→ Sezione del documento
________________________________________
L’Orazio di Paolo Mazzarelli e la mancanza di padri

Orazio (ph: Manuela Giusto)
Orazio (ph: Manuela Giusto)

Ispirato all’Amleto di Shakespeare, lo spettacolo è andato in scena al Teatro Menotti di Milano

La figura di Orazio è da sempre enigmatica. Amico di Amleto, a lui spetta il compito di sopravvivere per raccontare la storia. Dal nome stesso è la ragione della parola, una sorta di coscienza percepita soltanto dal protagonista e vissuta invece come presenza fastidiosa da tutti gli altri. Uno spettatore in scena che, non per nulla, sopravvive a tutto.

Paolo Mazzarelli, nella sua messinscena “incautamente ispirata dall’Amleto di W. Shakespeare”, lo sceglie come pretesto per parlare di teatro al teatro. E’ un giovane attore che non riesce a “ingranare” e che vive in un edificio teatrale di proprietà del padre della sua amica Anna, anch’egli artista di palco a pochi passi dal fallimento.
Orazio, non riuscendo a vivere d’arte, lavora come educatore in un centro d’accoglienza per minori dove cerca un senso ad un’esistenza precaria e, soprattutto, priva di maestri.
Anna crea l’occasione per il riscatto di entrambi: un bando della Regione premierebbe il vincitore con un’ingente somma di denaro che salverebbe l’edificio e la carriera dei due uomini.

L’incastro tra generazioni è però più complesso del previsto, e porta a galla il tema più che attuale del rapporto tra padri distratti e presuntuosi e figli disorientati e spaventati. Così l’”Amleto”, faticosamente scelto per il bando, non decolla e fa emergere con ancora più forza la conflittualità che sottende i rapporti. Le prove per la preparazione dello spettacolo sono una tragicommedia raffinata, inaspettatamente tenuta insieme da Ahmed, ospite del centro d’accoglienza in cui lavora Orazio (e coinvolto come protagonista della performance), che cerca di guardare oltre per raggiungere l’obiettivo.
________________________________________
→ Compito da svolgere
Trascrivi senza modifiche il passo dell'articolo sull'Orazio di Paolo Mazzarelli che va da "L’incastro tra generazioni" fino a "per raggiungere l’obiettivo.", comprese queste ultime parole.

→ Voci
________________________________________
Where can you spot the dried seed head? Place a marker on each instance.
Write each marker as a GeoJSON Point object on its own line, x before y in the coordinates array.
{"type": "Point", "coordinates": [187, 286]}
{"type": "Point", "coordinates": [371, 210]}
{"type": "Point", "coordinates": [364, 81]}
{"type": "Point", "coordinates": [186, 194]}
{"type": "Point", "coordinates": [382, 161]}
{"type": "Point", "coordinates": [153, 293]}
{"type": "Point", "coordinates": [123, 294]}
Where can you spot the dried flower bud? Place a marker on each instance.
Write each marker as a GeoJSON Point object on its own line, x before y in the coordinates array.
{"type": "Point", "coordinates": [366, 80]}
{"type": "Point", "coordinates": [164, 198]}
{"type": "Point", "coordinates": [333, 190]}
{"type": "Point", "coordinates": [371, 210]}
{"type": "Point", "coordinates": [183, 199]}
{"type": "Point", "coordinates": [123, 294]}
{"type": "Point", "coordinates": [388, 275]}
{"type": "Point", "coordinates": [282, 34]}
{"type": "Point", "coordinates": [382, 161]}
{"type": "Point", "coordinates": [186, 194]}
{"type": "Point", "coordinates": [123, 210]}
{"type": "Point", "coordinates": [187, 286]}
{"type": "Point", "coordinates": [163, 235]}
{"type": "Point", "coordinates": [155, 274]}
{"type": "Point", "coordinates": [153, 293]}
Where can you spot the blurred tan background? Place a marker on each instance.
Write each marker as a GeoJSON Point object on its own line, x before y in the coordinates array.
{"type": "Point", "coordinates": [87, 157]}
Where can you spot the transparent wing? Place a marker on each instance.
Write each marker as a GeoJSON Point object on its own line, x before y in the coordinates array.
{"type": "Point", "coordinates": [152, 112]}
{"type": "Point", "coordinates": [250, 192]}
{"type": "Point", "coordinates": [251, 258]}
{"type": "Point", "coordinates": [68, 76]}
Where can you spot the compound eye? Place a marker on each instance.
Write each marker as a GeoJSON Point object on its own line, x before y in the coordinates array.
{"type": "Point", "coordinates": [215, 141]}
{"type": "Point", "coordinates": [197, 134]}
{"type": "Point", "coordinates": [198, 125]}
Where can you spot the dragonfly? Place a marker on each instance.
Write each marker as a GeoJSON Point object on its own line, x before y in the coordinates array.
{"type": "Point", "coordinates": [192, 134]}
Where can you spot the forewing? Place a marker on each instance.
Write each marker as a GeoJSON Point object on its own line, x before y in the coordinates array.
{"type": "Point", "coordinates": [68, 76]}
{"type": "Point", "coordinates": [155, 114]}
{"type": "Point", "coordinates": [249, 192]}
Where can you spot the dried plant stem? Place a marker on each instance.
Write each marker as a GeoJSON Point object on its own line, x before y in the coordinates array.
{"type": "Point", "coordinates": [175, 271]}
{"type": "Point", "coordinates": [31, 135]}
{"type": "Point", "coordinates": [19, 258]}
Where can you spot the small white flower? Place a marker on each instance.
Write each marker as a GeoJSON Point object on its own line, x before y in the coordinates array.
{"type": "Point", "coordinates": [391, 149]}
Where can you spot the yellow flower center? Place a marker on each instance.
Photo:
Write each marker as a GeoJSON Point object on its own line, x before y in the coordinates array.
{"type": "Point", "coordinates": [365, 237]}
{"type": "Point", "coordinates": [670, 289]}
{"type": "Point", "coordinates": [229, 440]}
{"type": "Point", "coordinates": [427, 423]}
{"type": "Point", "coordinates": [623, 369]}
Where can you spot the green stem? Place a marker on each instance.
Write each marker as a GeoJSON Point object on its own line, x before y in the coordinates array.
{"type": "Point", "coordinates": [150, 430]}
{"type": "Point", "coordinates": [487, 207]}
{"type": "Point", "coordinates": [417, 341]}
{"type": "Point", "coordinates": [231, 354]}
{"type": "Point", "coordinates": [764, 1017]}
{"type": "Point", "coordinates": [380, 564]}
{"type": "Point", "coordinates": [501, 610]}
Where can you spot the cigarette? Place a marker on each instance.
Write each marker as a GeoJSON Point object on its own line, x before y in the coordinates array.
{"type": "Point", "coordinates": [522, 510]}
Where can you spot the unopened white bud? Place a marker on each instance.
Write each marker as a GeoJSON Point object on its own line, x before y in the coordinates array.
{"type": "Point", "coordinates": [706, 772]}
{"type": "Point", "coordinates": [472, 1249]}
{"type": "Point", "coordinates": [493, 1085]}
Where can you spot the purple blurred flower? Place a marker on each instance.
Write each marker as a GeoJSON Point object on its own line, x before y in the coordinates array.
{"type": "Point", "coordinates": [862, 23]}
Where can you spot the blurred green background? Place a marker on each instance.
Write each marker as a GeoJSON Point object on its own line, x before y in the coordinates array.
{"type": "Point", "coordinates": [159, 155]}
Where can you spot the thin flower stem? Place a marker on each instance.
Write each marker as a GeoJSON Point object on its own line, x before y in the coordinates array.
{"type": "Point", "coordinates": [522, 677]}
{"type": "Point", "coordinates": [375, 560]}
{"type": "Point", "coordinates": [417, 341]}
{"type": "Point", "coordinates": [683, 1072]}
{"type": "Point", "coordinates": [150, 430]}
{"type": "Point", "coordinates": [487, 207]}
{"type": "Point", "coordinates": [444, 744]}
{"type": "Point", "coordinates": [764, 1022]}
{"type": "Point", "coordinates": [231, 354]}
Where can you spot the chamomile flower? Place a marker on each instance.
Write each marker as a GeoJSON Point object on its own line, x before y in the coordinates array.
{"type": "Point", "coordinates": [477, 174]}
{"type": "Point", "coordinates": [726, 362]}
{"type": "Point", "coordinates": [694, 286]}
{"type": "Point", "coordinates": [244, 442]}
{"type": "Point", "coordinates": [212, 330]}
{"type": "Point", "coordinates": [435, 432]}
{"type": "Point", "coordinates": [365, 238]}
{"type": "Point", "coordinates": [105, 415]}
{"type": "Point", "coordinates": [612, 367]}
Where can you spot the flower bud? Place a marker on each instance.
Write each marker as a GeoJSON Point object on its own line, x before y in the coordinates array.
________________________________________
→ Risposta attesa
L’incastro tra generazioni è però più complesso del previsto, e porta a galla il tema più che attuale del rapporto tra padri distratti e presuntuosi e figli disorientati e spaventati. Così l’”Amleto”, faticosamente scelto per il bando, non decolla e fa emergere con ancora più forza la conflittualità che sottende i rapporti. Le prove per la preparazione dello spettacolo sono una tragicommedia raffinata, inaspettatamente tenuta insieme da Ahmed, ospite del centro d’accoglienza in cui lavora Orazio (e coinvolto come protagonista della performance), che cerca di guardare oltre per raggiungere l’obiettivo.